__REQUEST__. Write out, exactly as they appear, only the lines running from the line with "Target = black swallowtail butterfly" to the final line of the listing; include both.

__DATASET__.
____________

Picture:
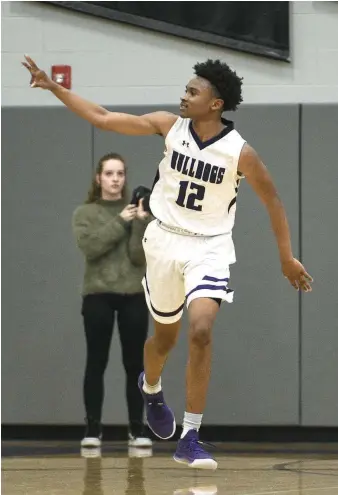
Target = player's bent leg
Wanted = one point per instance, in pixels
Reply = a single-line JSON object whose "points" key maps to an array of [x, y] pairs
{"points": [[160, 417], [202, 314]]}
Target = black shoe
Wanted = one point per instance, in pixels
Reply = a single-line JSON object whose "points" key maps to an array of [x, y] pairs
{"points": [[93, 435], [138, 437]]}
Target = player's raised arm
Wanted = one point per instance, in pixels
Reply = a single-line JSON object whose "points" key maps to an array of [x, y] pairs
{"points": [[137, 125], [261, 182]]}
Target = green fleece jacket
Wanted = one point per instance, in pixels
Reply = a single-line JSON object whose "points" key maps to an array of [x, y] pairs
{"points": [[112, 248]]}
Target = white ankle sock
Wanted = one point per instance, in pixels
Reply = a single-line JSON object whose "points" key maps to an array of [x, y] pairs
{"points": [[152, 389], [191, 421]]}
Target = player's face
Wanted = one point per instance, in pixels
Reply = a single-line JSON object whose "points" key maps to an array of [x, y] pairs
{"points": [[199, 99], [112, 179]]}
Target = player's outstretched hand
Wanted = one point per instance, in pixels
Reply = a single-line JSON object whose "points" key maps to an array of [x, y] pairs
{"points": [[39, 78], [298, 277]]}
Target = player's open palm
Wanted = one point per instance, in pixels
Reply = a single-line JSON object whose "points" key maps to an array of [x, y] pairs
{"points": [[39, 78], [298, 277]]}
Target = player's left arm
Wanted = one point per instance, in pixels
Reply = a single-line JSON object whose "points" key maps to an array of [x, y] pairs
{"points": [[261, 182]]}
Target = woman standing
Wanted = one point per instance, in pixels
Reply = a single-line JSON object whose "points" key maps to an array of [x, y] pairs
{"points": [[109, 232]]}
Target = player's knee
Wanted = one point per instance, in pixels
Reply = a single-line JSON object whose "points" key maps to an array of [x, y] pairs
{"points": [[200, 333], [164, 343]]}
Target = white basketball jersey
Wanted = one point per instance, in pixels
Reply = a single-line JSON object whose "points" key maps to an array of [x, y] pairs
{"points": [[197, 182]]}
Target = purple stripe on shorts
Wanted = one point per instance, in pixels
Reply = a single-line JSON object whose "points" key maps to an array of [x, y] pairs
{"points": [[214, 279], [209, 287]]}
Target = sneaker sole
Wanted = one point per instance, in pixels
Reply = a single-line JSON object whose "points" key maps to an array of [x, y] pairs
{"points": [[91, 442], [140, 443], [208, 464]]}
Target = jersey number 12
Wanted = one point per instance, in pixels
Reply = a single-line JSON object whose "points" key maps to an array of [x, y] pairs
{"points": [[189, 202]]}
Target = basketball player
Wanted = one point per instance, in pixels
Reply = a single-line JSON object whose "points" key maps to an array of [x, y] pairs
{"points": [[189, 246]]}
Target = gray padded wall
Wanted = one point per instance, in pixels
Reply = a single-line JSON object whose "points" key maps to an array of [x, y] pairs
{"points": [[46, 165], [255, 368], [320, 248]]}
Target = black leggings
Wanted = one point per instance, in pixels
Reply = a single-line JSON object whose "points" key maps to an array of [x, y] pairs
{"points": [[98, 312]]}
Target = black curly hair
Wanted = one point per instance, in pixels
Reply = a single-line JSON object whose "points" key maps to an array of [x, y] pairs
{"points": [[226, 83]]}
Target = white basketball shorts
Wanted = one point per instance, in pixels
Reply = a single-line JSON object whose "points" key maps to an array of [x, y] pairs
{"points": [[181, 268]]}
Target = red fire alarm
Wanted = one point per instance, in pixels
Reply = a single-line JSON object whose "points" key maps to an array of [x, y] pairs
{"points": [[62, 74]]}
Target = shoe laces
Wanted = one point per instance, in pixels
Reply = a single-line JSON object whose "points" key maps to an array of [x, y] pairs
{"points": [[197, 445], [158, 408]]}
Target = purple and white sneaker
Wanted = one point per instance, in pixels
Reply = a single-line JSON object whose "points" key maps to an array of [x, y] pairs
{"points": [[160, 418], [190, 451]]}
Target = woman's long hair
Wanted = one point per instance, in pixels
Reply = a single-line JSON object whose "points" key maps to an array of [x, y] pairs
{"points": [[94, 192]]}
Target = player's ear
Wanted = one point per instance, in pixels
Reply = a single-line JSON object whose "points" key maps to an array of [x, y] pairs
{"points": [[217, 104]]}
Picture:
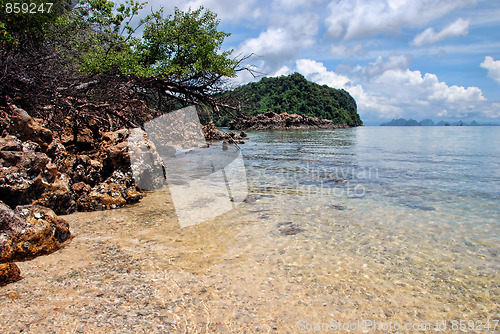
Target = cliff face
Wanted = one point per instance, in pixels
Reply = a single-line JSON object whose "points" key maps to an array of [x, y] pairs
{"points": [[294, 94]]}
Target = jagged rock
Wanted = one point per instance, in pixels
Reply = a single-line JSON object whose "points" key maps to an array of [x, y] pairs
{"points": [[284, 121], [82, 168], [28, 176], [116, 191], [24, 127], [9, 273], [146, 162], [212, 133], [30, 231]]}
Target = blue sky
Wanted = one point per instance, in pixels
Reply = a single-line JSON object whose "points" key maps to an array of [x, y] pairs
{"points": [[418, 59]]}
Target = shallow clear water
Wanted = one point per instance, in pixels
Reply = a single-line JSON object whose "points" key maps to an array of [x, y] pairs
{"points": [[447, 176]]}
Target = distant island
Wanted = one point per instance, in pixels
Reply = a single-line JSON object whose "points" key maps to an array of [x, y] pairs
{"points": [[430, 122], [319, 106]]}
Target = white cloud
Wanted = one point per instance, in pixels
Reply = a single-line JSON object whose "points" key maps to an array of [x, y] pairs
{"points": [[355, 19], [227, 10], [345, 51], [493, 67], [368, 103], [291, 5], [284, 70], [282, 42], [458, 28], [390, 90]]}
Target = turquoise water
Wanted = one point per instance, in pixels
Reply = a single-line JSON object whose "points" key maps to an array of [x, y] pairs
{"points": [[437, 186]]}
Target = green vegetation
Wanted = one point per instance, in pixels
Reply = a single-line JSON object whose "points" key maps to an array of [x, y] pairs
{"points": [[295, 94]]}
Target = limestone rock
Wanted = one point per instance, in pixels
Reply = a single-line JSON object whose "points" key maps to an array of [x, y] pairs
{"points": [[212, 133], [116, 191], [30, 231]]}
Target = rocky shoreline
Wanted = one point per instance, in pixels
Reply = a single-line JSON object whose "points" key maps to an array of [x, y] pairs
{"points": [[44, 174], [284, 121]]}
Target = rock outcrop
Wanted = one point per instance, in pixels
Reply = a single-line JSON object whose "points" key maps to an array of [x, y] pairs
{"points": [[273, 121], [26, 232], [9, 273], [212, 133], [36, 168]]}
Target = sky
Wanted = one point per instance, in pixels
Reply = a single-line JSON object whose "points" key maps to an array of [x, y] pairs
{"points": [[419, 59]]}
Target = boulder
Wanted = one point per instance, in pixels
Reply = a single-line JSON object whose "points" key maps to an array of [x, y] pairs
{"points": [[30, 231], [28, 176], [24, 127], [284, 121], [9, 273], [116, 191], [212, 133]]}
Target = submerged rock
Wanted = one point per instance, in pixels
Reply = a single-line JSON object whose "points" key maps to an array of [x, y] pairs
{"points": [[212, 133], [30, 231], [289, 228]]}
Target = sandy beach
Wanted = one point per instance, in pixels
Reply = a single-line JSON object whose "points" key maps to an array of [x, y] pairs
{"points": [[134, 270]]}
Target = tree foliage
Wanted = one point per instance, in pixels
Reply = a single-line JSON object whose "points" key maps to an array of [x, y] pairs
{"points": [[295, 94], [94, 53]]}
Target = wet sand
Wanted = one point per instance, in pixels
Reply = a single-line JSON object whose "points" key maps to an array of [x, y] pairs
{"points": [[134, 270]]}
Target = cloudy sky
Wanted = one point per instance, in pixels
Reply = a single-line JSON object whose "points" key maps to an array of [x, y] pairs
{"points": [[418, 59]]}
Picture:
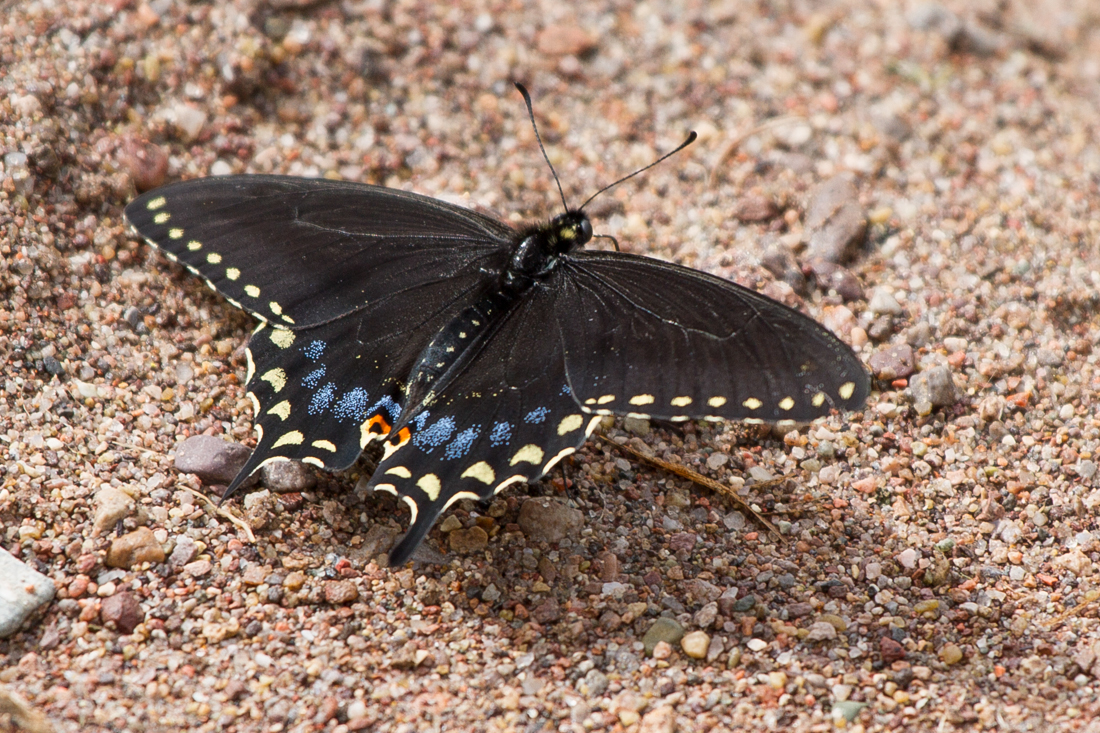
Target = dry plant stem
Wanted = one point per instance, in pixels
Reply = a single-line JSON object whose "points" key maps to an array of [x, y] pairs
{"points": [[240, 524], [703, 481], [734, 143]]}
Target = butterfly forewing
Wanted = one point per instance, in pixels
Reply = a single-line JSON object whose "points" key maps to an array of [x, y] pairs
{"points": [[657, 339], [298, 252], [486, 356]]}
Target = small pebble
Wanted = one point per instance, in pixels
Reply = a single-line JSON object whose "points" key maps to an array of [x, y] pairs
{"points": [[695, 644], [662, 630], [548, 520], [464, 542], [134, 548], [23, 590]]}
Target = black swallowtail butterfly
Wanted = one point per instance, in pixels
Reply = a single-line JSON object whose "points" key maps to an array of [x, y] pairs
{"points": [[479, 354]]}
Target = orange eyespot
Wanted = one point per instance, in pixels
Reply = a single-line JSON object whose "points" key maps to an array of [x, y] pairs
{"points": [[377, 425]]}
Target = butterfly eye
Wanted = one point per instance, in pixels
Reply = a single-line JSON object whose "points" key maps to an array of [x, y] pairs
{"points": [[585, 230]]}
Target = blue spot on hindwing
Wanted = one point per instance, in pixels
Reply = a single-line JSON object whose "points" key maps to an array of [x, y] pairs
{"points": [[536, 415], [322, 398], [462, 442], [351, 406], [312, 378], [387, 403], [435, 436], [501, 435]]}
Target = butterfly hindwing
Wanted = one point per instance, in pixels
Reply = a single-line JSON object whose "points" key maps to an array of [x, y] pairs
{"points": [[661, 340], [299, 252], [507, 418]]}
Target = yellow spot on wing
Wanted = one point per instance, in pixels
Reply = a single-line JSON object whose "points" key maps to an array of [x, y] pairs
{"points": [[292, 438], [276, 378], [429, 483], [569, 424], [553, 461], [414, 510], [282, 337], [481, 471], [529, 453]]}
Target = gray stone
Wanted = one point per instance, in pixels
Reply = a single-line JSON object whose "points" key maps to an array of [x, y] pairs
{"points": [[835, 223], [934, 385], [211, 459], [663, 630], [549, 521], [111, 507], [23, 590], [892, 362], [183, 553], [287, 477], [123, 611]]}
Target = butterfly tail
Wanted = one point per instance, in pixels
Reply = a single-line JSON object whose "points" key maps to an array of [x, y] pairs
{"points": [[425, 518]]}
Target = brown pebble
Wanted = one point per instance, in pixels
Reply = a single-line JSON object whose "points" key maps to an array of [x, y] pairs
{"points": [[549, 521], [198, 568], [134, 548], [890, 649], [123, 611], [340, 592], [892, 362], [146, 163], [835, 223], [465, 542], [755, 208], [564, 40], [547, 612]]}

____________

__CORRECT RESPONSE__.
Target = black swallowtail butterfly
Wanted = one point per instance, in pixels
Reply = a single-line JSON object whose "points" key maps to an array of [x, y] pairs
{"points": [[479, 354]]}
Target = orange eyespot
Wanted = one point per instance, in pixels
Reply = a single-line JSON object whose "points" key maps to an array of [x, y] pairs
{"points": [[377, 425]]}
Target = butterfly eye
Wanted = one point per instance, in pixels
Reply = a single-line JSON object whose "points" key maps to an array of [x, y] pairs
{"points": [[585, 230]]}
Target = blue spot on hindwing
Wanted = one point per instance, in pixels
Reply = a single-line JSON object whose "points" key maps to an array of [x, y] pairs
{"points": [[536, 415], [322, 398], [462, 442], [351, 406], [312, 378], [387, 403], [435, 436], [501, 435]]}
Target = butterfly hindwing
Wanted = one point per instance, in pixels
Reply = a single-line JSON object whose "points" key maps to an array of [x, y] pairs
{"points": [[661, 340], [299, 252], [507, 418]]}
Target = yellow spot on wing
Wanted = one point per instance, in pixels
Reply = a single-line JSON object whose "points" key maps to an array of [x, y] pairs
{"points": [[292, 438], [276, 378], [429, 483], [569, 424], [553, 461], [414, 510], [282, 337], [481, 471], [529, 453]]}
Target = gray stone
Wanted = one point per instance, in pixels
Reply = a single-line JSON object whose "points" key maps to an array of [x, y] pairs
{"points": [[835, 223], [934, 385], [211, 459], [663, 630], [549, 521], [111, 507], [23, 590], [892, 362], [183, 553], [287, 477], [123, 611]]}
Target = butterfly tail
Wanted = one point per instance, in pixels
Reply = a single-line JSON object whose "points" key maps to an array of [x, y] pairs
{"points": [[425, 518]]}
Target = brown pebble
Wanted = one point per instance, in pixels
Reply = a single-line JSON object whose "points" key maps to an array of [x, y] pairs
{"points": [[549, 521], [198, 568], [134, 548], [890, 649], [123, 611], [340, 592], [892, 362], [146, 163], [835, 223], [465, 542], [755, 208], [564, 40], [547, 612]]}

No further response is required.